Exercice 1:
Pour chacune des affirmations suivantes, indiquez par oui ou par non si elle concorde avec le texte sur la retraite du couple, en citant à l’identique les mots décisifs de ce texte. (a) Le couple a accédé à la propriété à 40 ans. (b) Le couple a un fils de 16 ans. (c) Leurs prêts étudiants ont longtemps porté un intérêt de 6 %.

Texte fourni:
À 50 ans, c’est l’heure des bilans pour Nathalie* et Stéphane*. Doivent-ils trouver un deuxième boulot pour atteindre leur objectif de retraite à 65 ans ? Travailleront-ils pour rien à cause de l’impôt à payer, comme disent leurs amis ?

La situation

« Nous sommes des éditions 1973. Nous allons avoir 50 ans cette année », nous écrit le couple qui a un garçon de 14 ans.

De la génération X, Nathalie* et Stéphane* racontent qu’ils ont étudié à l’université en sciences humaines sans savoir s’ils allaient décrocher un emploi une fois diplômés.

« Les 10 premières années sur le marché du travail ont été difficiles, sans sécurité d’emploi, sans fonds de retraite, à travailler 70 heures par semaine pour faire notre place, se souviennent-ils. Dix ans aussi à rembourser nos prêts étudiants, longtemps à 6 % d’intérêt. »

Nathalie et Stéphane relatent qu’ils ont accumulé lentement des REER et d’autres économies pour enfin, à 40 ans, accéder à la propriété.

« Depuis cinq ans, nous avons réussi à gagner 80 000 $ par année. Un vif succès pour nous. »

Les quinquagénaires veulent maintenant vérifier auprès d’un expert la somme qui leur manque pour atteindre un objectif de retraite à 65 ans. Ils souhaitent financer le même coût de vie qu’actuellement, soit 100 000 $ net par année, même si ce montant inclut actuellement 20 000 $ d’épargne.

Exercice 2:
Recopiez telles quelles les lignes du jeu de données, depuis celle qui contient « the blonde-haired player. » jusqu’à la dernière ligne, l’une et l’autre comprises.

(Lignes du jeu de données)
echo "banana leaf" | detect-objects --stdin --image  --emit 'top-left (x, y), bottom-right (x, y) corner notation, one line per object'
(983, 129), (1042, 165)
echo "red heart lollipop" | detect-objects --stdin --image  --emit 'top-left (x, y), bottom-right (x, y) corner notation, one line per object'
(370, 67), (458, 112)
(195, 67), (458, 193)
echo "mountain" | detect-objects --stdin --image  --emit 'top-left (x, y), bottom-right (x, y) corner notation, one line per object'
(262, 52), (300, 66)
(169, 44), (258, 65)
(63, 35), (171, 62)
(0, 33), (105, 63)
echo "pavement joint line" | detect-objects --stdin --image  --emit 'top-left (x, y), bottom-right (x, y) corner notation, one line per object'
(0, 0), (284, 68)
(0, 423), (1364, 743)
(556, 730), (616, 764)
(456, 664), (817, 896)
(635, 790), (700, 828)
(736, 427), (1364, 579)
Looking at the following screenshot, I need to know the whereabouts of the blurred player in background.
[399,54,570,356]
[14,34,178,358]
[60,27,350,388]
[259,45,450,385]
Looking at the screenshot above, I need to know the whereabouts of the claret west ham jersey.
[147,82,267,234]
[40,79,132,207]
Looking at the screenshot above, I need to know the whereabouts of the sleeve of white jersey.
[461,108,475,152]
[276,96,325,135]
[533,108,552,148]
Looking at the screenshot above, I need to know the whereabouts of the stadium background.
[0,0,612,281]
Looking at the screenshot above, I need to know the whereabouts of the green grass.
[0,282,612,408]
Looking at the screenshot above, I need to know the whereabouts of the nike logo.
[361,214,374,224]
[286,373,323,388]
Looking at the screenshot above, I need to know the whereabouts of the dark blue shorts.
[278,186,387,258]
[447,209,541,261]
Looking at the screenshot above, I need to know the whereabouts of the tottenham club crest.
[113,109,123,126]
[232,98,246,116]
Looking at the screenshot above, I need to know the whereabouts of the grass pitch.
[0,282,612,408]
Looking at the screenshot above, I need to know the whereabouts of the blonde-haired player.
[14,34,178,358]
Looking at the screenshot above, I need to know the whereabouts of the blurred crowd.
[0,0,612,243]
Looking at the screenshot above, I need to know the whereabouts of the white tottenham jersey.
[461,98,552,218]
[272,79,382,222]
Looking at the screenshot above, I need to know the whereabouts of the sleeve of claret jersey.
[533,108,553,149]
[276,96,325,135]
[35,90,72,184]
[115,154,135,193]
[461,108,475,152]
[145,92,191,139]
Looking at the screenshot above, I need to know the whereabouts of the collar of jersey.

Réponse complète 1:
(a) Oui : « pour enfin, à 40 ans, accéder à la propriété »
(b) Non : « le couple qui a un garçon de 14 ans »
(c) Oui : « longtemps à 6 % d’intérêt »

Réponse complète 2:
Looking at the screenshot above, I need to know the whereabouts of the blonde-haired player.
[14,34,178,358]
Looking at the screenshot above, I need to know the whereabouts of the blurred crowd.
[0,0,612,243]
Looking at the screenshot above, I need to know the whereabouts of the white tottenham jersey.
[461,98,552,218]
[272,79,382,222]
Looking at the screenshot above, I need to know the whereabouts of the sleeve of claret jersey.
[533,108,553,149]
[276,96,325,135]
[35,90,72,184]
[115,154,135,193]
[461,108,475,152]
[145,92,191,139]
Looking at the screenshot above, I need to know the whereabouts of the collar of jersey.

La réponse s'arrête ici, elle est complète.